→ Instructions for the task
Reproduce every line of the items below, requests included, but multiply each coordinate in the answers by 0.55 and round to whole numbers, with halves rounded up. Leave the numbers in the requests and their format samples as they are, and omit the pictures.

· · ·

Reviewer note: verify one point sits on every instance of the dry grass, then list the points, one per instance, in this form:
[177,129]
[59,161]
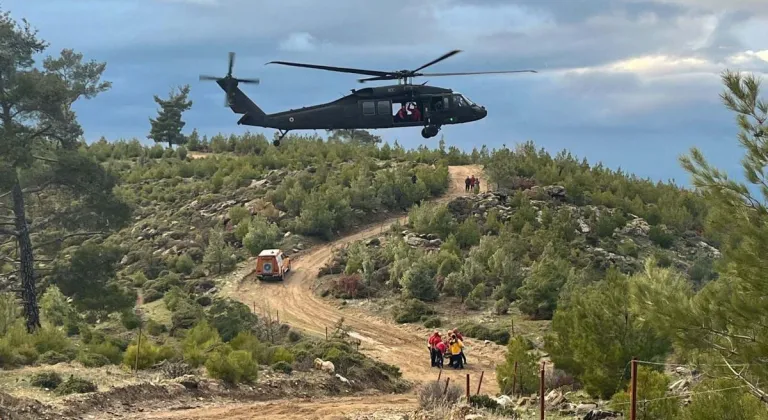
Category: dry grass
[17,381]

· · ·

→ Response below
Reviewer note: verify one point sits on every instance of the dry grass, then list the points, one per instance, in this form:
[177,129]
[59,161]
Category: dry grass
[9,210]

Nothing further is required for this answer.